───── Текст страницы ─────
Быть может, это самый будоражащий вывод Солженицына из истории ХХ века. Ощущение безмерности ужасов минувшего столетия парадоксально требует промежуточной христианской проповеди. Но почему же заупрямился великий старец, кумир русской интеллигенции, тогда, в 1909-м, и на аргумент ставропольского гимназиста ответил так, как ответил? Может быть, потому, что ссылки на жестокий век, который тогда только начинался, его заведомо не убеждали? И тогда нельзя отделаться от вопроса: отменяет ли плачевный итог ХХ века универсальность и абсолютность Нагорной проповеди? Или заповедь любви относительна и работает только при терпимом уровне зла? Но ведь на протяжении двадцати веков христианства уже были периоды сгущения зла — свирепствовала инквизиция, лютовала эпоха Ивана Грозного, применялись казни с копчением и четвертованием при Петре I. И Христос пришёл не к праведникам, а к грешникам, в мир больной и падший, и казнили Его при безумном Тиберии.
«Жизнь наша до такой степени удалилась от учения Христа, — писал Толстой в 1884 году, — что самое удаление это становится теперь главной помехой понимания его». Он, из своего времени, несомненно подписался бы под словами Солженицына 1993 года: «Затмилась духовная ось мировой жизни». Но изменил бы Толстой свою точку зрения, доживи он до 1917 года, когда убивали миллионами,сами друг друга? — вот вопрос, мучивший Солженицына. Оспорил бы Толстой тезис о постепенности, о промежуточных ступеньках, об умеренных призывах потому, что «мы слишком упали»? Стоял бы между дерущимися насмерть сторонами и твердил бы: «Любите друг друга»? Ведь Христос Толстого понимал свое учение не как далёкий идеал человечества, исполнение которого невозможно, не как фантазии, которыми он пленял простодушных жителей Галилеи. Христос Толстого понимал своё учение как дело, которое спасёт человечество, и он не мечтал на кресте, а страдал и умер за своё учение: «И так же умирали и умрут ещё много людей. Нельзя говорить про такое учение, что оно — мечта».
───── Исходные записи ─────
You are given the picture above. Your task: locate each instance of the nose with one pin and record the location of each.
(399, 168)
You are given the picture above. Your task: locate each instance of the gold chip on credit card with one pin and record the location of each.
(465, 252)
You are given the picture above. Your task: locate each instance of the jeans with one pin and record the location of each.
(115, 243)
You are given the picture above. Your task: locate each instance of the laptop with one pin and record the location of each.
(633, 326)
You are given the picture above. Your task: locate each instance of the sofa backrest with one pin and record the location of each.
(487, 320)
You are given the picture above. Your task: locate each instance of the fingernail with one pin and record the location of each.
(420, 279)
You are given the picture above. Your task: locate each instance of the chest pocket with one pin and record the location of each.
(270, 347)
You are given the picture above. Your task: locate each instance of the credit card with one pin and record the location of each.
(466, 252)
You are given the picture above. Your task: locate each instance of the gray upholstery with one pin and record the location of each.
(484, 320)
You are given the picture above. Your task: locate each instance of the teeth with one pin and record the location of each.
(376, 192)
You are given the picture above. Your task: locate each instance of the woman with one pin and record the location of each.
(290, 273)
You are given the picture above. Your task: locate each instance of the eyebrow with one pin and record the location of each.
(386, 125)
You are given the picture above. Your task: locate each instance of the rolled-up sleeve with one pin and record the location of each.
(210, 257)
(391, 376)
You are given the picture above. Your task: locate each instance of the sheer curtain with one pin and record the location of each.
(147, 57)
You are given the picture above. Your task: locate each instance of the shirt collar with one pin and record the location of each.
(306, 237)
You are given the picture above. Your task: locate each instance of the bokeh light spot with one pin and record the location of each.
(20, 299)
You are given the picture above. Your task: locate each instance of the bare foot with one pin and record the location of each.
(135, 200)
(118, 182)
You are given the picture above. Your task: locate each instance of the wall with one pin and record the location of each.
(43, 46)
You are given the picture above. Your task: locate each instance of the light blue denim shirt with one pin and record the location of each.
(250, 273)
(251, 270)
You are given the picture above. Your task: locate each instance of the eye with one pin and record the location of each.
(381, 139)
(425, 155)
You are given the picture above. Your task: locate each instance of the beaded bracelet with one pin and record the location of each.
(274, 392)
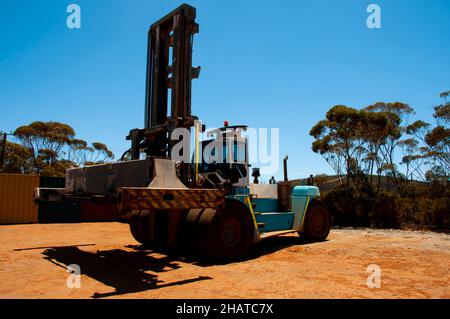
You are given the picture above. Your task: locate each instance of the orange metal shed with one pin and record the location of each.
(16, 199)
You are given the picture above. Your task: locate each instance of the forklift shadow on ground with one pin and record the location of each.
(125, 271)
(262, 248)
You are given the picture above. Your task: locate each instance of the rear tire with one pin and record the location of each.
─────
───── Исходные записи ─────
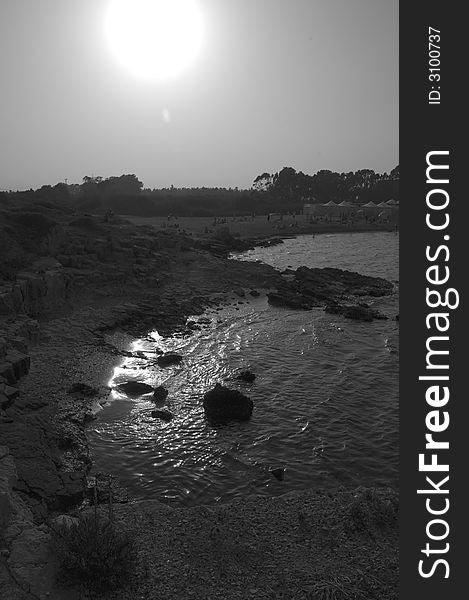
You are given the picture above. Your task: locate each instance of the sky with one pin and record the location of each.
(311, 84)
─────
Напишите продолжение текста о Толстом и Солженицыне, начиная сразу после его последнего предложения.

Ответ —
…Мысли и споры о Толстом сопровождали Саню Лаженицына всю войну. Но сначала, в августе 1914-го, он ещё прощался с Москвой, да не один, а прихватив с собой Костю, друга-ростовчанина, университетского сокурсника, к которому заехал по пути из дому, и подал идею, а тот с ходу согласился[6]. И теперь они вместе оформлялись в Сергиевское училище тяжёлой артиллерии[7], и кружили по городу — живому, весёлому, нарядному, ничуть не рыдающему и не траурному.
И снова ему посылается встреча, и снова вспыхивает разговор о Толстом — на этот раз в пивнушке, где сидят обычно многими часами и открывают душу до донышка (извечный русский трактир «Столичный город»!). Здесь, за неспешной трапезой с другом Костей и знакомцем по Румянцевской библиотеке Пал Иванычем Варсонофьевым (через него просвечивает образ философа и правоведа, раскаявшегося кадета и защитника нравственных святынь Павла Ивановича Новгородцева), по прозвищу Звездочёт (сами ему они это имя и сочинили), и додумывает Саня главный пункт несогласия с Толстым.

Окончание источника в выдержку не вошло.